[[ Records supplied open ]]

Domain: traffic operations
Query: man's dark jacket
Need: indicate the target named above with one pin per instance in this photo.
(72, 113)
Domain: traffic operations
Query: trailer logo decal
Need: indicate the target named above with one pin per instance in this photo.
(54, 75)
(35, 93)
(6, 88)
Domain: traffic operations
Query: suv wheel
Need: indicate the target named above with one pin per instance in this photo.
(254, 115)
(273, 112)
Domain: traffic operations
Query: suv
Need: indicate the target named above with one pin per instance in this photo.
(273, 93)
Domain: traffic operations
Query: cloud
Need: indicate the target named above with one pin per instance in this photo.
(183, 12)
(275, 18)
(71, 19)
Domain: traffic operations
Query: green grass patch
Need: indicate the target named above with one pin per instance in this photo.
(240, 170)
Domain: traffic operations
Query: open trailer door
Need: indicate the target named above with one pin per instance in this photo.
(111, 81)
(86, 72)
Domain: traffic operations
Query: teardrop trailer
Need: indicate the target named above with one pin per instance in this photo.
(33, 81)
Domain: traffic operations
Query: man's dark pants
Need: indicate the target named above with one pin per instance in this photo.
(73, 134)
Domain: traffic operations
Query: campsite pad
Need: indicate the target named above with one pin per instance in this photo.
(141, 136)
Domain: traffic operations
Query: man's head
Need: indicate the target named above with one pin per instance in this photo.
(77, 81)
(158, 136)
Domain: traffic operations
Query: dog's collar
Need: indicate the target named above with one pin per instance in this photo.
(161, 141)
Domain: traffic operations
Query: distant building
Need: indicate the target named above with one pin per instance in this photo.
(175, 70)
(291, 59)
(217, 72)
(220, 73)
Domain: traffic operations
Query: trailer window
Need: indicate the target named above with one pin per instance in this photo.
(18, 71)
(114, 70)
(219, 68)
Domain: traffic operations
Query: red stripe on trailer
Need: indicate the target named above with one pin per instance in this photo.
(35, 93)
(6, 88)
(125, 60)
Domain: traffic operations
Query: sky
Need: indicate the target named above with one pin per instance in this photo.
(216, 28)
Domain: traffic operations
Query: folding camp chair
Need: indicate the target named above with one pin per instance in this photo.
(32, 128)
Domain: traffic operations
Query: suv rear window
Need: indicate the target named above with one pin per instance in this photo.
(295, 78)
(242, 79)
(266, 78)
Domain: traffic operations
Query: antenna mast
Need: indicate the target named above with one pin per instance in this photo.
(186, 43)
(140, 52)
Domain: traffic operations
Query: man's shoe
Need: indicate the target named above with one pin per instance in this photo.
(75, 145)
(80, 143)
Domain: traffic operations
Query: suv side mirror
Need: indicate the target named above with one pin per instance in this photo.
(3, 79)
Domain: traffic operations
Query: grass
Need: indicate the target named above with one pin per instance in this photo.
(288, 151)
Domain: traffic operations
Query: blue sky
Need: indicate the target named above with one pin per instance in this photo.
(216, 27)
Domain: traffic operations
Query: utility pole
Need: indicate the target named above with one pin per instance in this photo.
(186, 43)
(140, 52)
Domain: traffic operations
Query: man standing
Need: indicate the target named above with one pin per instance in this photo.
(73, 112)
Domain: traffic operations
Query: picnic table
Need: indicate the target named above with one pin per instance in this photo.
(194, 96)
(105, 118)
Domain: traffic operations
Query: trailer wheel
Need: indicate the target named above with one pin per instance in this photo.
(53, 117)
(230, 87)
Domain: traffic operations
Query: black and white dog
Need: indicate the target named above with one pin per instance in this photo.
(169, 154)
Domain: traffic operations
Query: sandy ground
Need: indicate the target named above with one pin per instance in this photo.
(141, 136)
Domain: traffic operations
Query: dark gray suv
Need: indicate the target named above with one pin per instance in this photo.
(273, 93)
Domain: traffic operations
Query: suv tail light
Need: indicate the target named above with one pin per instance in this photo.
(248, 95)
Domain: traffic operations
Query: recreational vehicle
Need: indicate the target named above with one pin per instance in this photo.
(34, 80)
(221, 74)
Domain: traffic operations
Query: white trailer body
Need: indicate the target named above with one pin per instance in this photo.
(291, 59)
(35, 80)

[[ Records supplied closed ]]

### Activity
Of all the entries above, repeat only the lines from the line that has "Query: black and white dog" to the line that has "Query: suv tail light", both lines included, exactly.

### Solution to this problem
Query: black and white dog
Need: indicate the target named above with one pin per instance in this photo.
(169, 154)
Domain: traffic operations
Query: sandy ground
Need: indicate the target named above with one pin per instance in this photo.
(141, 136)
Domain: traffic operations
Query: dark gray suv
Need: indicate the target named above with one pin per instance in this photo.
(273, 93)
Domain: traffic operations
Query: suv tail light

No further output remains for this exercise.